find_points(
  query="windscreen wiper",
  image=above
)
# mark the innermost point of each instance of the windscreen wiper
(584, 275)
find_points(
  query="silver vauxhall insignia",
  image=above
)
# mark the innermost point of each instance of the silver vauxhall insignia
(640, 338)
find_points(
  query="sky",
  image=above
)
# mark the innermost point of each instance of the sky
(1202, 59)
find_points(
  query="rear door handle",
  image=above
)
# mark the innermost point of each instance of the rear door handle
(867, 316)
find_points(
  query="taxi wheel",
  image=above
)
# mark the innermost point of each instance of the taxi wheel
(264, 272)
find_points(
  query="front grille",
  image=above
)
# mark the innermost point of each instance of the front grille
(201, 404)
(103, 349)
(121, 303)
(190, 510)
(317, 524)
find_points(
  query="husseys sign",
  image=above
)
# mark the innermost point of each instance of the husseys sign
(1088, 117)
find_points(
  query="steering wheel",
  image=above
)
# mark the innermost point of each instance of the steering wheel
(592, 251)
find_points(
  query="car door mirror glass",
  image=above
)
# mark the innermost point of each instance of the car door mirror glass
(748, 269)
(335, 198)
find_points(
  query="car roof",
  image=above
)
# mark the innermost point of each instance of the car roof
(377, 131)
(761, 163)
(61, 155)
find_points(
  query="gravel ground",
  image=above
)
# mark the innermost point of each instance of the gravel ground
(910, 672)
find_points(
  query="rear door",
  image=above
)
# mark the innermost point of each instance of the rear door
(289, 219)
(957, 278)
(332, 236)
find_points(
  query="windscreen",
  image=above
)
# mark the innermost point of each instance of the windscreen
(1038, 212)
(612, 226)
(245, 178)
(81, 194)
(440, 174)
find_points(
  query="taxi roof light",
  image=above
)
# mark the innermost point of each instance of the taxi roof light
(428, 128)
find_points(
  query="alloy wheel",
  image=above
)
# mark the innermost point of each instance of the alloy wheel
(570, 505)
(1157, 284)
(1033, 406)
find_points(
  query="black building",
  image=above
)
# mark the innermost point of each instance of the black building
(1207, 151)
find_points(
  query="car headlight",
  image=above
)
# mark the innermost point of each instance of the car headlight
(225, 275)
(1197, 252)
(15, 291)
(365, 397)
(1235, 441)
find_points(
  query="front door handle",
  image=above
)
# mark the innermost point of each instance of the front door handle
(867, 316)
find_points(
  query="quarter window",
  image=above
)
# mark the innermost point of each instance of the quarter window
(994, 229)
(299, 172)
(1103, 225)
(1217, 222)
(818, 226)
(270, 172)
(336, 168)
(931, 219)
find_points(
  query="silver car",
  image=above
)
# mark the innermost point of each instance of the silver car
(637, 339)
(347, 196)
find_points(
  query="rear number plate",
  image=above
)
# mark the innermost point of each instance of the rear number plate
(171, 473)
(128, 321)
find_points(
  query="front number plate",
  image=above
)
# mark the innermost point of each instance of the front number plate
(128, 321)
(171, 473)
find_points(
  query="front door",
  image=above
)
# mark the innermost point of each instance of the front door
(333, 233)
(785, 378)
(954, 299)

* * * * * * * * *

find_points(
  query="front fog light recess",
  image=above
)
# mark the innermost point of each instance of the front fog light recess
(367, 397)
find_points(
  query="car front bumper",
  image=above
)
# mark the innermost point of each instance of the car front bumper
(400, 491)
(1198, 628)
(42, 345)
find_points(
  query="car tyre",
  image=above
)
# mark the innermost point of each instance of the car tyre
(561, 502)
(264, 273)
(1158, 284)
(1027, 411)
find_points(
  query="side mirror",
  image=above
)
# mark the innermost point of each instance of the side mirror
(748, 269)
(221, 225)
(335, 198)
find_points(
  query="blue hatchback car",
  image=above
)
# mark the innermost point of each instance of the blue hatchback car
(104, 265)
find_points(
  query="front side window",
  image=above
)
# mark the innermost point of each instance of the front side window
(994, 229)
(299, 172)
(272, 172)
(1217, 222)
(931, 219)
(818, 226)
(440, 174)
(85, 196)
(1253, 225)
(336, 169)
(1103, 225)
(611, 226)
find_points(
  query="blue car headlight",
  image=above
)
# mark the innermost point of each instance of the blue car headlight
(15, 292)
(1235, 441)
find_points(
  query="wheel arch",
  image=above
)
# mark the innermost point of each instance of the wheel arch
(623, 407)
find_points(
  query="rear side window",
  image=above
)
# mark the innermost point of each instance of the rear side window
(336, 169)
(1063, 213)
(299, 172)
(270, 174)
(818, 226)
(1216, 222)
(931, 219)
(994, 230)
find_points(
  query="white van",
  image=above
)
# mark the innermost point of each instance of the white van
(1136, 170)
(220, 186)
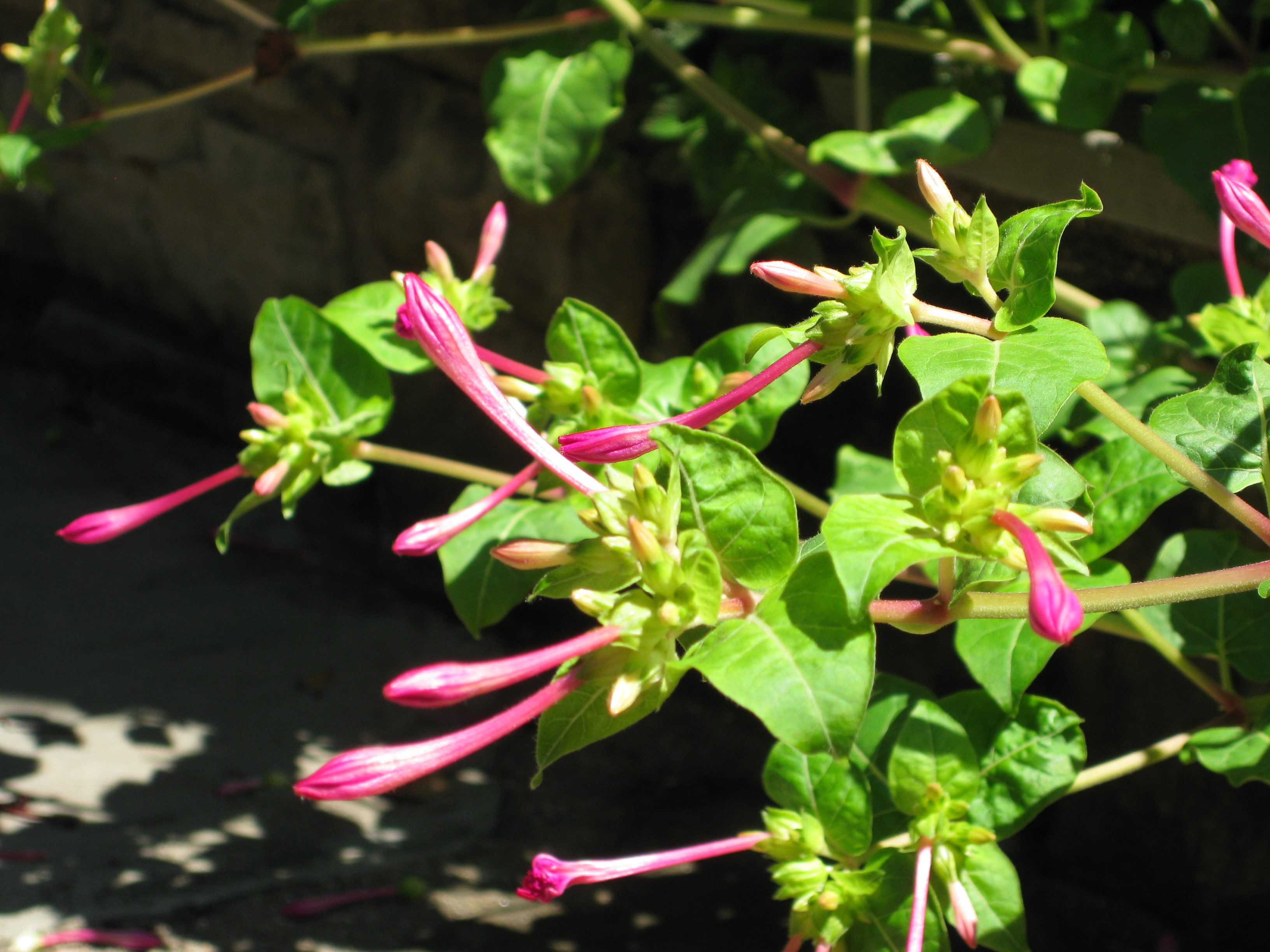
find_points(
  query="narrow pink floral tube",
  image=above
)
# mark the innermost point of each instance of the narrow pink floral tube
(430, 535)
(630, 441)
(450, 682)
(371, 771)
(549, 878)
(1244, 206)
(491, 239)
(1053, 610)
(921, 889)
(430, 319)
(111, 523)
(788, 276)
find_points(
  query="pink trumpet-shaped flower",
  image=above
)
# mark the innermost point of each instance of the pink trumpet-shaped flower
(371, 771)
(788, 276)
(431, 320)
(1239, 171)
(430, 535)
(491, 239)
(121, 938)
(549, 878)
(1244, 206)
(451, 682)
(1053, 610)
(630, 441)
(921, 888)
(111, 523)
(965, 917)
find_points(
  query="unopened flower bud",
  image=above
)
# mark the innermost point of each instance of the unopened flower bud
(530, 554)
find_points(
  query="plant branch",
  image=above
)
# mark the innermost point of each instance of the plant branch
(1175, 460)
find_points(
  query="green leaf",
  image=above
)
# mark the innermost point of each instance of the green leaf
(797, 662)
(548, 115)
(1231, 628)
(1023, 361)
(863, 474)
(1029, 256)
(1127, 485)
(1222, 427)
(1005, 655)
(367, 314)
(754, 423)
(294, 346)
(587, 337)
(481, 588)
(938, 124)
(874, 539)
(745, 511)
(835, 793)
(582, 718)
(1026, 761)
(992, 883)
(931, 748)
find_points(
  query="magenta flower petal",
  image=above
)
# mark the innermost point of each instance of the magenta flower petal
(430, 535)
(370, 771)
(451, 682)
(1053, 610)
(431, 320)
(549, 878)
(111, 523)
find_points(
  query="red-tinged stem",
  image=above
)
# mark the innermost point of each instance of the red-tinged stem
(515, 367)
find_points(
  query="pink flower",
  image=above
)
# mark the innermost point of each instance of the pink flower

* * * * * * * * *

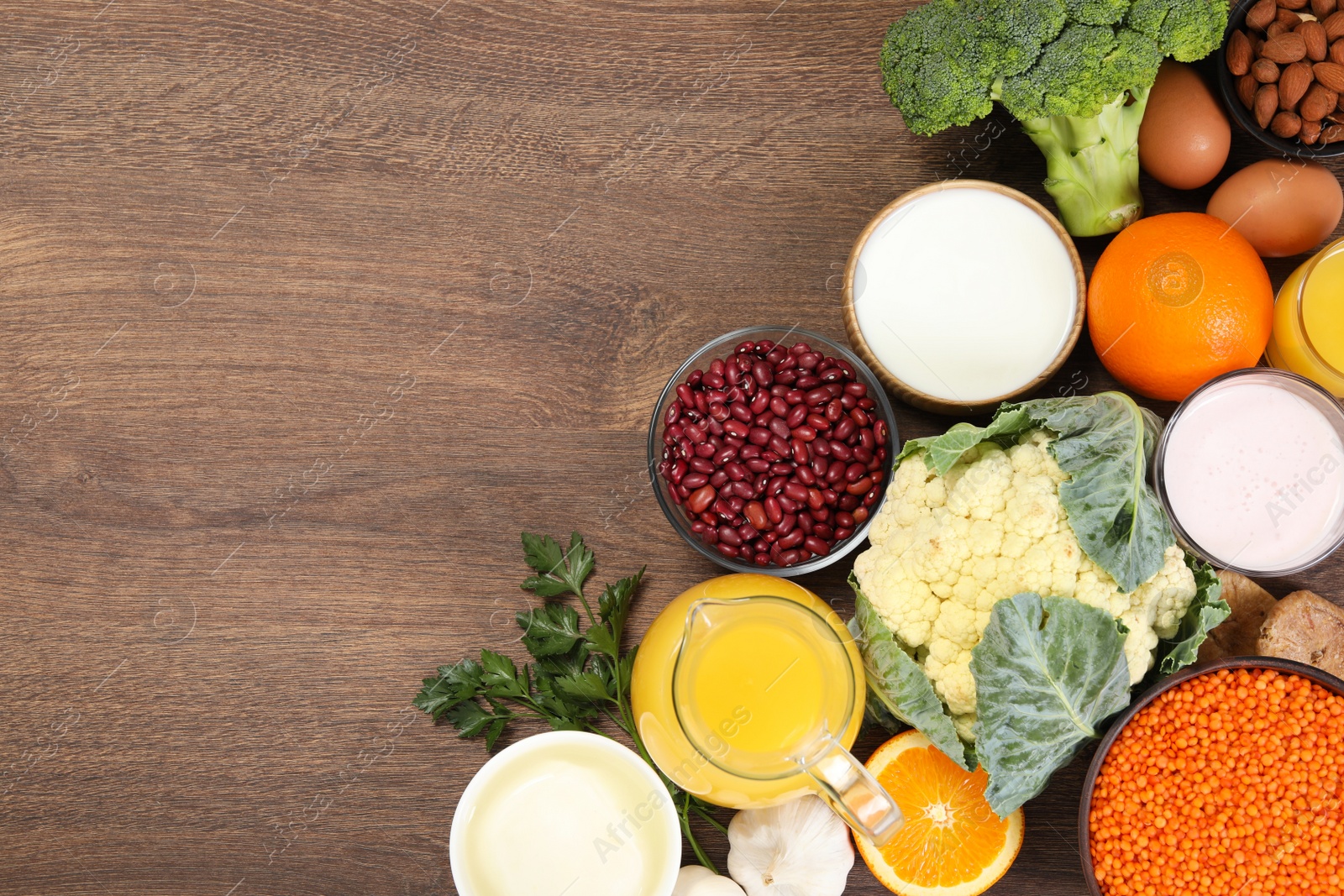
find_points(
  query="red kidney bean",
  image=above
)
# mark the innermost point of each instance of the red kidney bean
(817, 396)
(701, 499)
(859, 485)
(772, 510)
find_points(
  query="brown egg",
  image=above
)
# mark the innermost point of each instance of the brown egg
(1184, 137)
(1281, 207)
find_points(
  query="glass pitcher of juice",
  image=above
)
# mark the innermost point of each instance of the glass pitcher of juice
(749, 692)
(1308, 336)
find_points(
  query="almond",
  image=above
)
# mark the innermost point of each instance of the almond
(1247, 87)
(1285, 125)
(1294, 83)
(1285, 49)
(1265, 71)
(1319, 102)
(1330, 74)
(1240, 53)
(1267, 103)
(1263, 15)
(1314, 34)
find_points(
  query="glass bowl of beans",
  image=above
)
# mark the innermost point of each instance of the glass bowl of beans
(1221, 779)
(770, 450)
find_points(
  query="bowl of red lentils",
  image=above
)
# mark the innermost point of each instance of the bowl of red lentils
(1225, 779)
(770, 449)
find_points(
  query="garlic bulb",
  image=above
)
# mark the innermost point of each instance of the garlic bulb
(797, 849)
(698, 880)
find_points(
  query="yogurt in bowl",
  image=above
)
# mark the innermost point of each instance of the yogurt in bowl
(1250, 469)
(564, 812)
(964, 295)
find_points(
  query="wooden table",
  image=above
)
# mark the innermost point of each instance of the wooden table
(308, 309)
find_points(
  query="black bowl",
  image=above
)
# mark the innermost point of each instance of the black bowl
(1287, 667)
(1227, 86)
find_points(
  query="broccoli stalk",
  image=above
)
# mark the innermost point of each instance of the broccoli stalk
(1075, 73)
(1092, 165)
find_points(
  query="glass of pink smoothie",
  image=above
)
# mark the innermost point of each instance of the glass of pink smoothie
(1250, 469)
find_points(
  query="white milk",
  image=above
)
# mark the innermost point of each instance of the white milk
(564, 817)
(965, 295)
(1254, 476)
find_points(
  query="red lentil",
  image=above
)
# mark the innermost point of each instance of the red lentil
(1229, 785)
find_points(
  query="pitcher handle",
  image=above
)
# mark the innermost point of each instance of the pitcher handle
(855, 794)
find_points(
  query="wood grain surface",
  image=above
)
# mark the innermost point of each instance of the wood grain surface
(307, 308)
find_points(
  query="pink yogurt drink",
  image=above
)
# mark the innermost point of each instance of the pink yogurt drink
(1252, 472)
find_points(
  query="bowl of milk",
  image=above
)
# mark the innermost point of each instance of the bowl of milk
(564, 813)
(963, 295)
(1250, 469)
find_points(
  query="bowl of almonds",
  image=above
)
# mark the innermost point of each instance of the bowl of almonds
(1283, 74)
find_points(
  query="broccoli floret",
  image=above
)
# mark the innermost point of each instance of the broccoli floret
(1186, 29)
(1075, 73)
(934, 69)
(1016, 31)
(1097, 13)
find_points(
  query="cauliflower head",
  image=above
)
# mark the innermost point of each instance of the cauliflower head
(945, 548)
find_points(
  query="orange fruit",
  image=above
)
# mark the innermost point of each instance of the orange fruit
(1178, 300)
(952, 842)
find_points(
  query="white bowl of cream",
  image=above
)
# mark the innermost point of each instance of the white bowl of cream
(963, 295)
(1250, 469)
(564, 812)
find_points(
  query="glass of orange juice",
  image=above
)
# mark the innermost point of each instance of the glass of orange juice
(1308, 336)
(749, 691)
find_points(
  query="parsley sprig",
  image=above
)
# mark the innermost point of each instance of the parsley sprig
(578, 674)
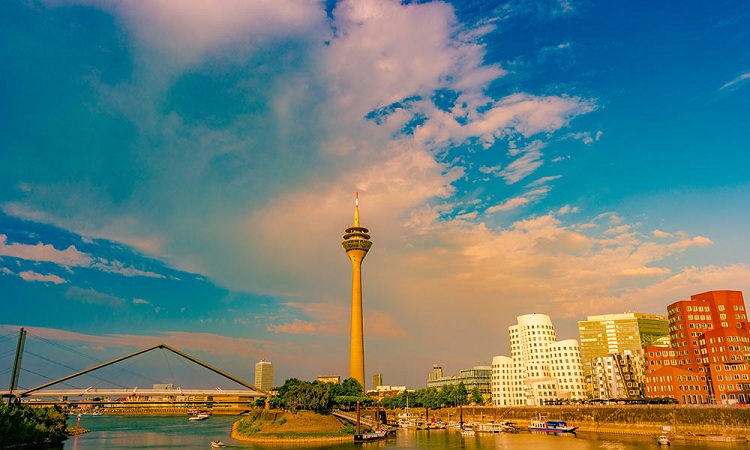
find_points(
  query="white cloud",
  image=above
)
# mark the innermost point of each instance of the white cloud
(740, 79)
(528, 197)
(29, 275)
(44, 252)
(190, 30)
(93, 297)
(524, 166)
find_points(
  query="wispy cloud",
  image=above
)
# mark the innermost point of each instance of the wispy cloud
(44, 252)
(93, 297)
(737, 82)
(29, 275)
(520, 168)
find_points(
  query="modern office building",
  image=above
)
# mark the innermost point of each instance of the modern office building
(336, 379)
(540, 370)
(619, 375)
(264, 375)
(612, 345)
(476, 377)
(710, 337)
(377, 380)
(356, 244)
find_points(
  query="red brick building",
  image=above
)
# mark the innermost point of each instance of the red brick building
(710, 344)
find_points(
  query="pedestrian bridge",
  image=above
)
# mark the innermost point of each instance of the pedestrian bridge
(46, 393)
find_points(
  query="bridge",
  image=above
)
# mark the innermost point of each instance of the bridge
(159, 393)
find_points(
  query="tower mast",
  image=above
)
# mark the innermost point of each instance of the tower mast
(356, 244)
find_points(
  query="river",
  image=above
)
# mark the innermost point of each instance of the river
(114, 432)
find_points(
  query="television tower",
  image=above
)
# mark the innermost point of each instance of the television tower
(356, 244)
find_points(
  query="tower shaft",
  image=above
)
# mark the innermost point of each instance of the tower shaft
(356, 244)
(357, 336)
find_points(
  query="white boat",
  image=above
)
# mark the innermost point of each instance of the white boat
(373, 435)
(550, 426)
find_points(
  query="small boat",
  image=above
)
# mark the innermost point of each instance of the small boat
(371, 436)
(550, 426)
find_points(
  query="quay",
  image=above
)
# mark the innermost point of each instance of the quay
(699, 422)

* * * * * * * * *

=== WHAT YOU NEED TO DO ===
Count the lines in the rows above that contain the word "black", with case counting, and give only the number.

=== EXPECTED ANSWER ===
4